Instructions to follow — What follows is a set of records; repeat them exactly, without the pictures.
[[ Available data open ]]
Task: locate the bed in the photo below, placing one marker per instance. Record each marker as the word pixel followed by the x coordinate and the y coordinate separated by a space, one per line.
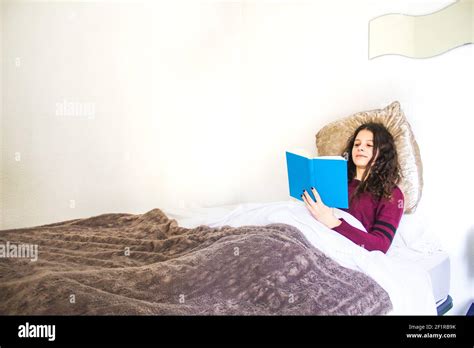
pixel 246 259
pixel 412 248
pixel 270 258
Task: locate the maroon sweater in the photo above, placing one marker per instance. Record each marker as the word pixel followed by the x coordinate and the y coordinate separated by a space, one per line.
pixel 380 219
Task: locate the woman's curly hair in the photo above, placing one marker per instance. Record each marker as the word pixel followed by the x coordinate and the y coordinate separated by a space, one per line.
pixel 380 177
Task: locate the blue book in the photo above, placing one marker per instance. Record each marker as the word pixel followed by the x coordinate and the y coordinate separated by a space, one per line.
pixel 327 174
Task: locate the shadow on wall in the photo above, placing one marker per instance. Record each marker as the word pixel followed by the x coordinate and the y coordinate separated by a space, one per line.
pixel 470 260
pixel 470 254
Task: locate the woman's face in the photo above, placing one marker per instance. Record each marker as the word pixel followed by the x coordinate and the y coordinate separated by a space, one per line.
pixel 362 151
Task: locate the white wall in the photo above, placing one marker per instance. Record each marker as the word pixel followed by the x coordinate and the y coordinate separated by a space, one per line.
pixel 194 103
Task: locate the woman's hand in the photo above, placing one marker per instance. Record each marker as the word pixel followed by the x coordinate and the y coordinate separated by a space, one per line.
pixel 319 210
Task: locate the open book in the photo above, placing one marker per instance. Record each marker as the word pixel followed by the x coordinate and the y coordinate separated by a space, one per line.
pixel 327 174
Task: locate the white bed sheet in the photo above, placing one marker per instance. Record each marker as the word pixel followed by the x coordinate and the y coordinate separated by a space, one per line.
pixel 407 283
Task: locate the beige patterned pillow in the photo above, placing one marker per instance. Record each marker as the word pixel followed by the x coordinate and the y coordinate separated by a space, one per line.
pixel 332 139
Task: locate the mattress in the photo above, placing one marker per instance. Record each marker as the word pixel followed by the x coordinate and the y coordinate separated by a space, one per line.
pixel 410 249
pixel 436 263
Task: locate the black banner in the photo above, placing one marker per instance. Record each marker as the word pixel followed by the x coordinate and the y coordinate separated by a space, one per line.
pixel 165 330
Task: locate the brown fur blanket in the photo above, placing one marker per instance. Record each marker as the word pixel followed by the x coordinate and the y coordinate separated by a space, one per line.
[[ Available data closed ]]
Completed exercise —
Task: locate the bed in the photo below, placing one marker per instance. Record each marker as the word pixel followed by the x coordinate and the y coordinate separated by a space, one per line.
pixel 246 259
pixel 412 248
pixel 270 258
Task: locate the maroon sweater in the photo above, placing one marker per instance. Record each marker as the word pixel followed by the x coordinate and the y coordinate separated by a space, one per line.
pixel 380 219
Task: locate the woman's curly hair in the photo above, placing one marker per instance. Record each marker as the word pixel followed by the x coordinate and the y coordinate separated by a space, one per line.
pixel 380 177
Task: locate the blue book in the photo above, placing one marker per instance. Record each marker as the word pixel followed by the x coordinate and the y coordinate separated by a space, one per line.
pixel 327 174
Task: locate the shadow on wall in the photo above, placing one marker per instance. Record each marker as the word pixel followed by the x coordinate and the y coordinate separated by a space, one per line.
pixel 470 260
pixel 470 254
Task: locate the woman's face in the photo above, placing one marker per instance. Record each marker as the word pixel followed by the x coordinate and the y coordinate separated by a space, one per line.
pixel 362 151
Task: locate the white wall in the photo above, placing one marker per instance. Record each marker as the word pixel followed by the x coordinate and the y coordinate separated by a space, one per line.
pixel 194 103
Task: locate the woman's hand in the photo above, placing one marker per instance. Record each marker as the word pixel followed by the x coordinate and the y coordinate separated by a space, one per line.
pixel 319 210
Task: locate the open book in the photo above, placing one marker per instance. Record each marker as the word pixel followed by the x coordinate and the y coordinate separated by a space, one per line.
pixel 327 174
Task: locate the white bed sheet in the photo above, placing one marker per instance. Record each marker as the word pixel followed by the x coordinate and the y coordinate separated by a space, one per line.
pixel 407 283
Task: locate the beige patterned pillow in the photo above, placing one marker per instance. Record each marker as the word pixel followed by the x coordinate and the y coordinate separated by a space, one per line.
pixel 332 139
Task: locate the mattress in the photo above, placing one marker per instance. Record each marker as the word pixel followed by the x coordinate and the y coordinate separated by a space, one per line.
pixel 410 249
pixel 436 263
Task: locate the black banner in the photo above, placing one marker per instance. Record each marker as the word pixel followed by the x coordinate and the y coordinate separated by a space, one per line.
pixel 165 330
Task: locate the brown fur blanket in the photo above, placing one marker per instance. Record each marker as the word pixel followed by the x coordinate and the y coordinate separated by a space, one per line.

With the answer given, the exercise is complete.